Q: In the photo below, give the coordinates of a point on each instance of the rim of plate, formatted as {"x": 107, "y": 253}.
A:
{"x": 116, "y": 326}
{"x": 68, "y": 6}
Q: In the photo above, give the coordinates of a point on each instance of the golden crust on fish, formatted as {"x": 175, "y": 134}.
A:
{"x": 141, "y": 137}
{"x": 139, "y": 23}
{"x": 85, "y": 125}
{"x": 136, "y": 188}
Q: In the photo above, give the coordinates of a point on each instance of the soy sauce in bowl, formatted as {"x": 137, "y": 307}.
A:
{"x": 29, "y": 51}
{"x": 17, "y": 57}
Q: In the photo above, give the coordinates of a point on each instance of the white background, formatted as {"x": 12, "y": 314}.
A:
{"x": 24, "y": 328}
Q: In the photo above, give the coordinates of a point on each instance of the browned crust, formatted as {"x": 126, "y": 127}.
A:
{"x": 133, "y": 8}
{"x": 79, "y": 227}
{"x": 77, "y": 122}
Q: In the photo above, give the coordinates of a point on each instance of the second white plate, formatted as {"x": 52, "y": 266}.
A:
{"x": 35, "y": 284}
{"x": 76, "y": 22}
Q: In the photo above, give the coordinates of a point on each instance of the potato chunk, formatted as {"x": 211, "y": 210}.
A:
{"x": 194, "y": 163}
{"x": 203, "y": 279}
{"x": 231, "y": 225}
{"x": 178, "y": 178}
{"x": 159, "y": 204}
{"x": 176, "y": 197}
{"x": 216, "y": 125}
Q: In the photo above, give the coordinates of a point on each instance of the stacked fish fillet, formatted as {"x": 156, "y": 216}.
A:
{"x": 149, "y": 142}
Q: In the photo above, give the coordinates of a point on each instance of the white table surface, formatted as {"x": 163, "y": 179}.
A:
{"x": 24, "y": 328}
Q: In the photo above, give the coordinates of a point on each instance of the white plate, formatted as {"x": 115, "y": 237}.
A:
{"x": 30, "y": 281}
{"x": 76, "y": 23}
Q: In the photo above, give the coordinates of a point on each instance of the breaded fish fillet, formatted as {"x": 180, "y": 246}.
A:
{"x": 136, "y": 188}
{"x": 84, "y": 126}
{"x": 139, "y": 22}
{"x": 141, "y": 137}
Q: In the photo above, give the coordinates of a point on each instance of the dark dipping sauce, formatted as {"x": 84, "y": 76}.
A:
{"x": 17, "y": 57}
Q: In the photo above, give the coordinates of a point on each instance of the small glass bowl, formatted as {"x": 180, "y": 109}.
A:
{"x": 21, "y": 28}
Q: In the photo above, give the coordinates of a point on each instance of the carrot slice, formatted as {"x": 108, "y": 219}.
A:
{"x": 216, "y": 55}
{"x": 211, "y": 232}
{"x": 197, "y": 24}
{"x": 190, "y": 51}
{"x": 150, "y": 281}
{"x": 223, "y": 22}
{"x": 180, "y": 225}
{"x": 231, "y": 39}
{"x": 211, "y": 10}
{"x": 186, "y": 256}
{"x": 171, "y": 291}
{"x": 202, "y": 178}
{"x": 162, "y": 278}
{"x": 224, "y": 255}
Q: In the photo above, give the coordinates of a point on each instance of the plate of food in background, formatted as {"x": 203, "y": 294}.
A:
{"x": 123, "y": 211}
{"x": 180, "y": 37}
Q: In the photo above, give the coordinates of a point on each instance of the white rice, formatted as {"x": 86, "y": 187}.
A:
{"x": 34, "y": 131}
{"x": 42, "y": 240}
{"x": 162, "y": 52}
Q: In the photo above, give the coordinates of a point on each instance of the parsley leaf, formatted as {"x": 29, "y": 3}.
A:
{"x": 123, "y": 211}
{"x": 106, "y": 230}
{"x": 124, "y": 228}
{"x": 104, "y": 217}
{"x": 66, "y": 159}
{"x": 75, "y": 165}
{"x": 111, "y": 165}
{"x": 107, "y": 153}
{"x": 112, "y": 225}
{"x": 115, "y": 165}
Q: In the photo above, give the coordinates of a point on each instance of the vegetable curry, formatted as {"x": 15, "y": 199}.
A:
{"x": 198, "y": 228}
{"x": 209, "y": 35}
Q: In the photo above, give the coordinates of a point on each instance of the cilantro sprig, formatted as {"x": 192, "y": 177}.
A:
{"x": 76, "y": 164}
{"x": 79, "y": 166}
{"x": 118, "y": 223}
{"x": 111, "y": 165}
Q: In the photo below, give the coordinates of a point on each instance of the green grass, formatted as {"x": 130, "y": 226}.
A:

- **REQUIREMENTS**
Reproduce all of the entries above word for word, without changing anything.

- **EXERCISE RESULT**
Q: In the photo below, give the coordinates of a point on each instance of the rim of plate, formatted as {"x": 107, "y": 253}.
A:
{"x": 116, "y": 326}
{"x": 68, "y": 6}
Q: In the photo above, give the coordinates of a point on each instance of the golden crust on fish, formatted as {"x": 175, "y": 134}.
A:
{"x": 141, "y": 137}
{"x": 139, "y": 23}
{"x": 85, "y": 125}
{"x": 136, "y": 188}
Q: In the photo above, give the coordinates of a point on each instance of the soy sauce in bowl, formatted as {"x": 137, "y": 307}.
A:
{"x": 29, "y": 51}
{"x": 17, "y": 57}
Q: In the photo above, give the coordinates of a point on each instance of the white background, formatted as {"x": 12, "y": 314}.
A:
{"x": 24, "y": 328}
Q: In the photo above, give the coordinates of a point on each instance of the browned crust, formatted as {"x": 126, "y": 127}.
A:
{"x": 133, "y": 8}
{"x": 79, "y": 227}
{"x": 77, "y": 122}
Q: In the photo above, give the coordinates of a point on each instance of the second white plate, formatted as {"x": 52, "y": 266}.
A:
{"x": 35, "y": 284}
{"x": 76, "y": 22}
Q: In the photo above, give the coordinates of a point on each instance of the potato chunk, formatted as {"x": 211, "y": 210}.
A:
{"x": 194, "y": 163}
{"x": 203, "y": 279}
{"x": 231, "y": 225}
{"x": 178, "y": 178}
{"x": 159, "y": 204}
{"x": 176, "y": 197}
{"x": 216, "y": 125}
Q: In the photo above, give the coordinates of a point on each instance of the stacked fish fillet, formatted as {"x": 156, "y": 216}.
A:
{"x": 149, "y": 142}
Q: In the photo above, give the coordinates of a point on each instance of the white table surface, formatted as {"x": 163, "y": 179}.
A:
{"x": 24, "y": 328}
Q: In the photo above, give the coordinates of a point on each instance of the white plate, formatted as {"x": 115, "y": 237}.
A:
{"x": 30, "y": 281}
{"x": 76, "y": 23}
Q: In the photo above, give the coordinates of a point on each instance of the breaded fish fillet, formatted as {"x": 180, "y": 246}.
A:
{"x": 136, "y": 188}
{"x": 84, "y": 126}
{"x": 139, "y": 22}
{"x": 141, "y": 137}
Q: In the photo above, give the coordinates of a point on each instance of the dark dipping sauce, formatted as {"x": 84, "y": 76}.
A:
{"x": 17, "y": 57}
Q: In the photo above, give the coordinates of a point on each instance of the small glass bowl, formatted as {"x": 180, "y": 109}.
A:
{"x": 21, "y": 28}
Q: In the photo above, give the coordinates of a point on each instance of the carrot slice, formatted as {"x": 108, "y": 219}.
A:
{"x": 216, "y": 55}
{"x": 211, "y": 232}
{"x": 197, "y": 24}
{"x": 190, "y": 51}
{"x": 150, "y": 281}
{"x": 223, "y": 22}
{"x": 180, "y": 225}
{"x": 231, "y": 39}
{"x": 211, "y": 10}
{"x": 186, "y": 256}
{"x": 171, "y": 291}
{"x": 202, "y": 178}
{"x": 162, "y": 278}
{"x": 224, "y": 255}
Q: In the photo above, give the coordinates of a point on each instance of the plate of food in background, formatted as {"x": 203, "y": 294}.
A:
{"x": 123, "y": 211}
{"x": 180, "y": 37}
Q: In the photo above, give the coordinates of a point on each instance of the white rice, formatted as {"x": 86, "y": 187}.
A:
{"x": 34, "y": 131}
{"x": 42, "y": 240}
{"x": 162, "y": 52}
Q: In the photo above, give the coordinates of a point on each instance of the parsley leaf, formatted as {"x": 29, "y": 3}.
A:
{"x": 123, "y": 211}
{"x": 106, "y": 230}
{"x": 124, "y": 228}
{"x": 104, "y": 217}
{"x": 66, "y": 159}
{"x": 75, "y": 165}
{"x": 111, "y": 165}
{"x": 107, "y": 153}
{"x": 112, "y": 225}
{"x": 115, "y": 165}
Q: In the photo above, give the coordinates of a point on each instance of the vegetable curry, formatted as {"x": 15, "y": 199}.
A:
{"x": 198, "y": 228}
{"x": 209, "y": 35}
Q: In the photo above, give the coordinates of a point on each instance of the cilantro sprig, formatted as {"x": 192, "y": 177}.
A:
{"x": 76, "y": 164}
{"x": 79, "y": 166}
{"x": 118, "y": 223}
{"x": 111, "y": 165}
Q: In the photo below, give the coordinates of a point on each instance of the green grass, formatted as {"x": 130, "y": 226}.
A:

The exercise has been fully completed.